Task brief: Edit the rows that follow by replacing every occurrence of "vase rim" with "bowl rim" and leaving all other text unchanged. Omit the pictures from your answer.

Items:
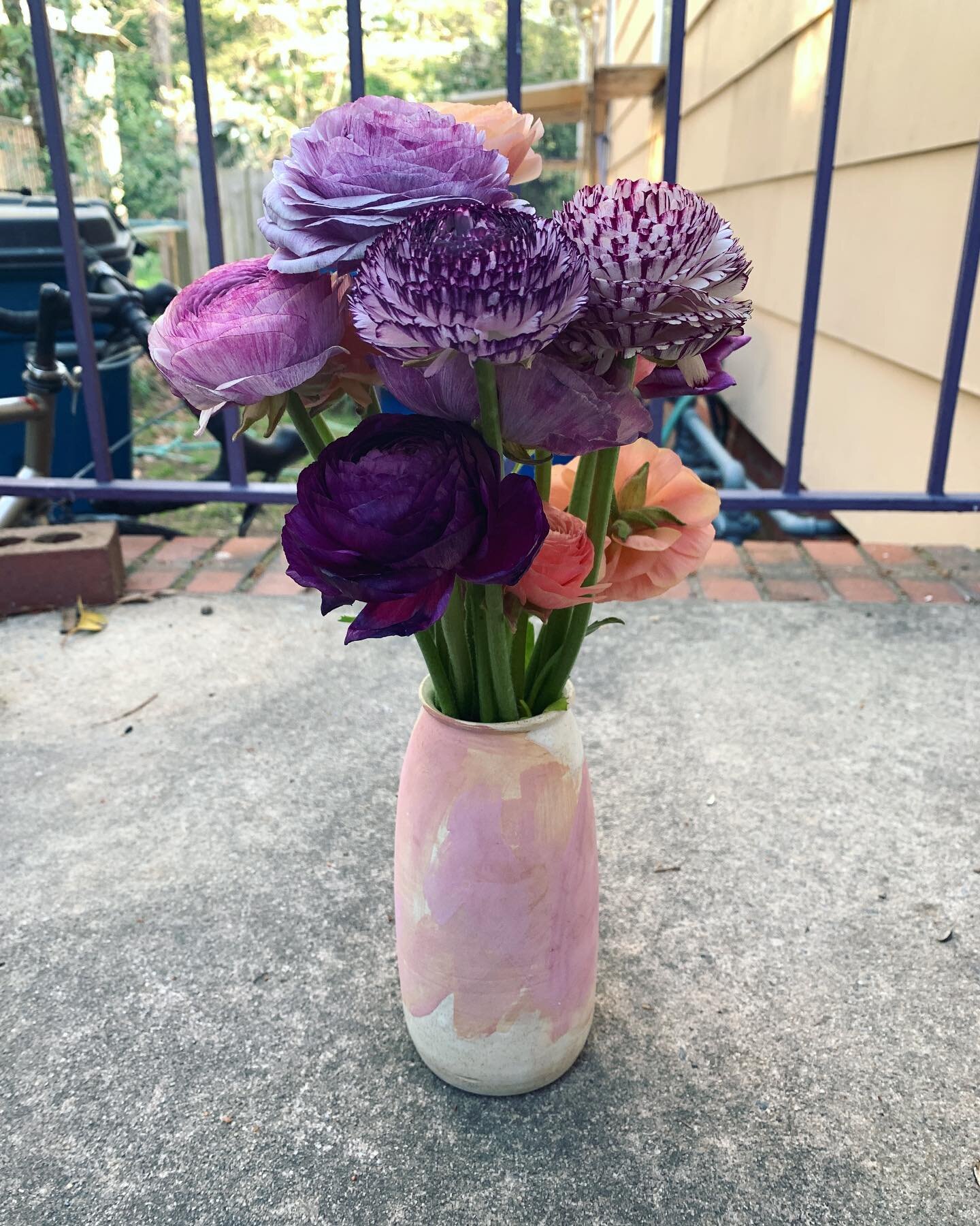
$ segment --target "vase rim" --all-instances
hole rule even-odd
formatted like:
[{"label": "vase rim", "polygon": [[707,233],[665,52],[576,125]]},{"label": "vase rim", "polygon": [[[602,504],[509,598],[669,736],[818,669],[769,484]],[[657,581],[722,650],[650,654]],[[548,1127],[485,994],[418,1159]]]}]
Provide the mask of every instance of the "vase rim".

Answer to this exercise:
$ segment --target "bowl rim" --all-instances
hole rule even-odd
formatted like:
[{"label": "bowl rim", "polygon": [[707,233],[665,52],[576,125]]},{"label": "bowl rim", "polygon": [[[602,504],[509,598],[669,736],[818,669],[769,484]],[[657,581],[722,650],[650,654]],[[548,1127],[485,994],[418,1159]]]}]
Provide the mask of every instance of the "bowl rim".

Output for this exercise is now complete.